■ **TASK BRIEF**: Return each entry exactly, with none missing.

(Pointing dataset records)

::::

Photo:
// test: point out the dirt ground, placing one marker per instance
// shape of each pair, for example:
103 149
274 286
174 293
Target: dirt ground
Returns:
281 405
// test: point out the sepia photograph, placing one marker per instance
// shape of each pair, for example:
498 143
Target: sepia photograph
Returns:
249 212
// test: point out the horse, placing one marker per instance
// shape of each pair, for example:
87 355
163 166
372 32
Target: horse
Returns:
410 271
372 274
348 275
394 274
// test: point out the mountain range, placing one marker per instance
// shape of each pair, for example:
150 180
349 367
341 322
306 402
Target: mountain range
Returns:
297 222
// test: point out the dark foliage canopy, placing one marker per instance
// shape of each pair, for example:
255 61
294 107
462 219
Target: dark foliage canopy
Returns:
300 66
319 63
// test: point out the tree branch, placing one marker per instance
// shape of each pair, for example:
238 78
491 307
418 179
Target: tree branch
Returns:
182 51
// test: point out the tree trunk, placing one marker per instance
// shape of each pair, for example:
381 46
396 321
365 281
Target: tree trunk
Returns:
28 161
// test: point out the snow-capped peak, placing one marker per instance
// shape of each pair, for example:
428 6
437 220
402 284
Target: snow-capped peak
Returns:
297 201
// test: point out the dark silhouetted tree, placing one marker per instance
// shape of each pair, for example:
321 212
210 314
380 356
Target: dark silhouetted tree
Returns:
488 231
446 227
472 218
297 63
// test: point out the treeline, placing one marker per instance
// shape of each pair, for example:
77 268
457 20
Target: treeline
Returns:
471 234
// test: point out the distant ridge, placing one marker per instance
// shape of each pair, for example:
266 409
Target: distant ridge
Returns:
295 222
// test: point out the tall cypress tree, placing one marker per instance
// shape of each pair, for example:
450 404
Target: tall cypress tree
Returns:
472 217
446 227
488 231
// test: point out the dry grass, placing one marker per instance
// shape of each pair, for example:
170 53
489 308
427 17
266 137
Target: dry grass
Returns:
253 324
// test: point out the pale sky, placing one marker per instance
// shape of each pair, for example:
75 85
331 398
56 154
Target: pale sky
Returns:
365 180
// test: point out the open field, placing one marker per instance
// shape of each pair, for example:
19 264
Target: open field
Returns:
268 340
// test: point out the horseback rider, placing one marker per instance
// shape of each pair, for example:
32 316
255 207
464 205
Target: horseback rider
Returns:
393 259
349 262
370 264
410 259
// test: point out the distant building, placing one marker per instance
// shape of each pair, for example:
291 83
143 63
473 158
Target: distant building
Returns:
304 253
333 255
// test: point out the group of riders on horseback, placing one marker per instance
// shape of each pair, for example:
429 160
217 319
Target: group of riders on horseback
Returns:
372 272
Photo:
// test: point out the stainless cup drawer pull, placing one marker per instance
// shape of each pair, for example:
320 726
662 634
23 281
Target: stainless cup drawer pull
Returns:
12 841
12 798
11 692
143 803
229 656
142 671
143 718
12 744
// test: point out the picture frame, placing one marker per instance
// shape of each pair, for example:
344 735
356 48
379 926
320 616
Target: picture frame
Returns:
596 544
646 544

::::

■ **EXERCISE RESULT**:
Photo:
// test: point out the dirt ground, placing one marker per instance
// shape of each pair, for example:
103 149
274 286
174 293
Target: dirt ground
Returns:
281 405
// test: point out the sepia photograph, placing one marker per instance
// shape of each pair, for example:
498 143
Target: sepia photograph
Returns:
249 212
// test: point out the horse, placing one marker per instance
// shape of each pair, for example:
87 355
163 166
372 32
Target: horse
Returns:
410 271
372 274
348 275
394 274
// test: point out the mountain range, placing one marker per instance
// shape of each pair, for example:
150 180
349 367
341 322
306 402
Target: mountain range
Returns:
297 222
// test: point out the dark foliage canopy, placing one marker per instance
// shape of each pair, for example:
255 61
294 107
462 219
Target: dark foliage canopy
Returns:
300 66
319 63
// test: point out the tree branch, placing one marker per instance
// shape of each pair, for example:
238 78
491 307
418 179
Target: tree branch
Returns:
182 51
// test: point out the tree trunk, placing one marker per instance
// shape of each pair, for example:
381 46
396 321
365 281
Target: tree trunk
Returns:
28 161
// test: point out the snow-capped peak, placing one marker per instance
// shape of each pair, for example:
428 6
437 220
402 284
Target: snow-capped peak
Returns:
297 201
// test: point out the dark silhouetted tree, placing one marker per instance
// shape of each pair, for example:
321 212
210 314
380 356
Target: dark silhouetted tree
Returns:
488 231
446 227
472 218
297 63
// test: point out the treeline, placing one marker per instance
// shape of each pair, for example:
77 268
457 20
Target: treeline
Returns:
471 234
// test: point out the distant ridge, placing one marker per instance
// shape of each pair, for example:
266 409
Target: distant ridge
Returns:
295 222
// test: point out the tall cypress tree, placing one marker per instance
// shape of each pair, for example:
450 404
Target: tall cypress tree
Returns:
472 217
446 227
488 231
// test: point out the dry grass, placing one marker per instance
// shape of each pair, for example:
170 53
489 308
427 17
266 137
Target: dry grass
Returns:
253 324
// test: point out the pale sky, placing one marker per instance
// shape of each pair, for example:
75 85
331 398
56 154
Target: pale sky
Returns:
365 180
// test: point out the open field, placing one marker per instance
// shape of each pair, for example:
19 264
Target: open field
Returns:
268 340
// test: point out the horseback rider, placing one marker per instance
// shape of each pair, for example:
32 316
255 207
464 205
Target: horseback rider
Returns:
393 259
349 262
370 264
410 259
// test: point out the distant building, placing one marker per instance
// shape of each pair, for example:
291 83
143 63
473 158
Target: distant building
Returns:
304 253
333 255
// test: point out the group of riders on horseback, placing one marker per instance
// shape of each pair, for example:
429 160
217 319
Target: group of riders on horseback
Returns:
372 272
Photo:
// test: point out the stainless cup drawer pull, placing one marker per instance
// shape of each pair, for example:
320 726
662 634
23 281
Target: stainless cup drawer pull
Returns:
12 841
12 798
11 692
143 803
229 656
142 671
143 718
12 744
// test: point out the picture frame, placing one marker per instance
// shape of each pair, for example:
344 735
356 48
379 926
320 616
Target: picture frame
Returns:
596 544
646 544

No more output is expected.